-- What to do --
Repeat the lines below exactly as written, please, from the line with "paw shown in this photo, matching this sample?" to the line with "Target: reddish brown fur", both lines included, and no others.

Region pointing data:
********

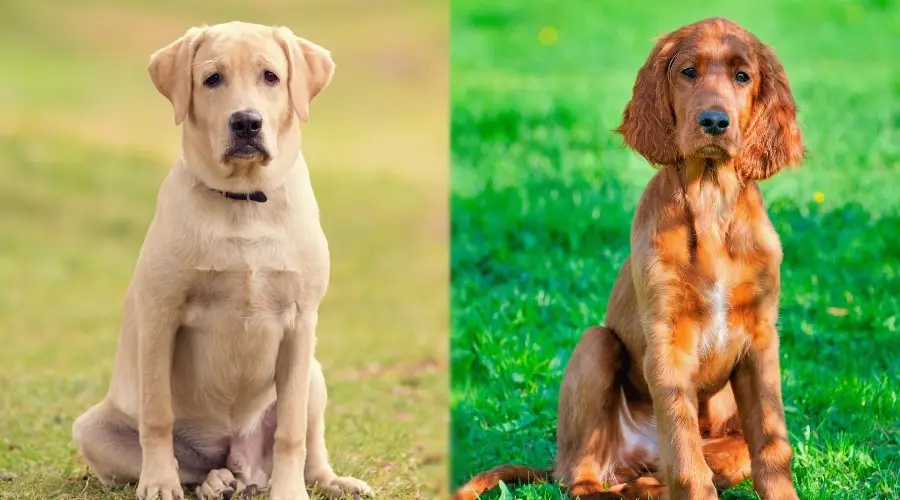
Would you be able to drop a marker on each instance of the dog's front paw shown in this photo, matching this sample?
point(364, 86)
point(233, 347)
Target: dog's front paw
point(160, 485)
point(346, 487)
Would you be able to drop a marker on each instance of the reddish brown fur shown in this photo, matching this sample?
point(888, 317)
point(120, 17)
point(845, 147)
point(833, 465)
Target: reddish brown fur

********

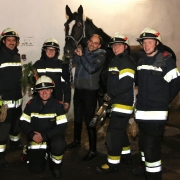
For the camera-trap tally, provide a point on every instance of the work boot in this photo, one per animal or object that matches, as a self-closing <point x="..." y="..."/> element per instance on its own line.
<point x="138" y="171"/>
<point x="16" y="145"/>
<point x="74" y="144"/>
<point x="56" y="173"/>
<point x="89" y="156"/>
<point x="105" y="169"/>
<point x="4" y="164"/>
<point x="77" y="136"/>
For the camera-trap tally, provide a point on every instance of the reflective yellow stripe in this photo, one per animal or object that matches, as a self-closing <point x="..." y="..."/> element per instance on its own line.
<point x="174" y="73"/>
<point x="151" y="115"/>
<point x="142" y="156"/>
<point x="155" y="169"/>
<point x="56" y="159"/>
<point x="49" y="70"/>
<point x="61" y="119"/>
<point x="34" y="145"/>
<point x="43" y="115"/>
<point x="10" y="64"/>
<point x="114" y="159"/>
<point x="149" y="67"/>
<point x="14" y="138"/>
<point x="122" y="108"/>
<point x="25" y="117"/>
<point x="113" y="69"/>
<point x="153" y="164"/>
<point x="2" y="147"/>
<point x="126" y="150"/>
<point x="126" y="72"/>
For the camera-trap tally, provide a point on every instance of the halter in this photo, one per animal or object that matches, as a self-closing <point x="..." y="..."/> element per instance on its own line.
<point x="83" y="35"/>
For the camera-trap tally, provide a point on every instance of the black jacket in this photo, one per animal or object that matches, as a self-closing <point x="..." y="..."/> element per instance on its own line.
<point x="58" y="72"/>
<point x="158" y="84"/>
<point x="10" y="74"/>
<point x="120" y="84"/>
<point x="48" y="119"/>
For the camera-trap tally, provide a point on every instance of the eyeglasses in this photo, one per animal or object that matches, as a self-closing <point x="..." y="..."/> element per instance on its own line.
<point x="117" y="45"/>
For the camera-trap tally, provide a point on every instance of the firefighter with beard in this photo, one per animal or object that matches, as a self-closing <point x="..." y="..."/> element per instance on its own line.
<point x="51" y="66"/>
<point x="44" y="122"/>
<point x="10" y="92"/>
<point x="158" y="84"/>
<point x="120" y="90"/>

********

-- Output of the exercise --
Would you be able to drop a marker on each instance of the dog's front paw shown in this photo, matching this sample?
point(364, 86)
point(233, 347)
Target: dog's front paw
point(160, 485)
point(346, 487)
Would you be able to drop a marker on each instance of the reddish brown fur shown in this photo, matching this sample?
point(888, 317)
point(120, 17)
point(845, 147)
point(833, 465)
Target: reddish brown fur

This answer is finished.